* Requirement A
Could you condense the paragraph of the import worker description that begins "When all tables have been prepared" into a short bulleted list that keeps its main facts?

* Selected passage
* BEGIN *
This worker enables a multi-threaded import, where different tables are loaded in parallel threads. The number of threads which may actively be importing data at once is set with the setMaximumThreads method, which is exposed to TRPL as a user function.
The idiom used to run an import bundle is to walk through the P2O tree of the target database using the schema/import.xml ruleset. This ruleset prepares the necessary ImportWorker.SqlRecordLoader instances and lists of indexes which must be created for each table. It then invokes the prepareImport user function for each table. This creates the necessary data structures in preparation for the import.
When all tables have been prepared, the import ruleset invokes the runImport user function. This analyzes the tables targeted for import, their associated data export files, and their dependencies and dependent tables to determine the critical paths which must be traversed during the import. The tables are then sorted into priority order to ensure that all critical paths are traversed as directly as possible.
Once tables have been prioritized and sorted, the import begins. The prioritized queue of import bundles is traversed in order, and a thread is launched for each import bundle in the queue, up to the maximum number of active threads. When a thread completes importing a table, the next available bundle is removed from the queue and processed. A bundle is only allowed to commence if all tables upon which it is dependent have been imported first. If this is not the case, this bundle is skipped and the next waiting bundle is tested. This continues until a bundle is found which can commence immediately, or until the end of the bundle queue is reached. If no available bundle was found, but the bundle queue is not empty, the main thread waits until one of the active threads completes its bundle, then runs through the queue again, looking for an available candidate. This process continues until the bundle queue is empty.
* END *
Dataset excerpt
* BEGIN *
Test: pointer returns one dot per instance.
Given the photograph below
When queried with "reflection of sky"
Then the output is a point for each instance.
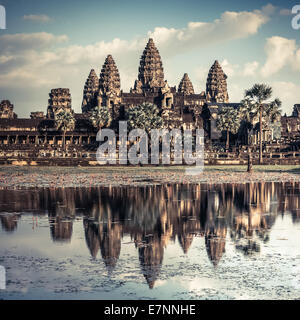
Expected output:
(31, 256)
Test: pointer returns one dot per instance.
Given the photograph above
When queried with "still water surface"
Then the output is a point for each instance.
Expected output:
(229, 241)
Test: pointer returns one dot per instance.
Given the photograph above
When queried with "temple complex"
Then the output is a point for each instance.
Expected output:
(36, 140)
* END *
* Requirement B
Can you repeat every line of the records above, requests included, with each point coordinate in the answers moved by adding 134 to both of its numbers? Leave the pictures out.

* Written reply A
- Once every table is prepared, the import ruleset calls the runImport user function.
- runImport analyzes the target tables, their data export files, and their dependencies and dependent tables to find the critical paths the import must traverse.
- The tables are then sorted into priority order so that every critical path is traversed as directly as possible.

* Written reply B
Test: pointer returns one dot per instance.
Given the photograph below
When queried with "reflection of sky"
Then the output is a point for each instance.
Expected output:
(165, 390)
Test: pointer returns one dot per instance.
Given the photograph above
When queried with "still water surface"
Then the output is a point for each instance.
Expected output:
(363, 375)
Test: pointer returns one dot per instance.
Given the photograph above
When queried with "temple complex"
Then the output is a point for each instance.
Expected output:
(170, 274)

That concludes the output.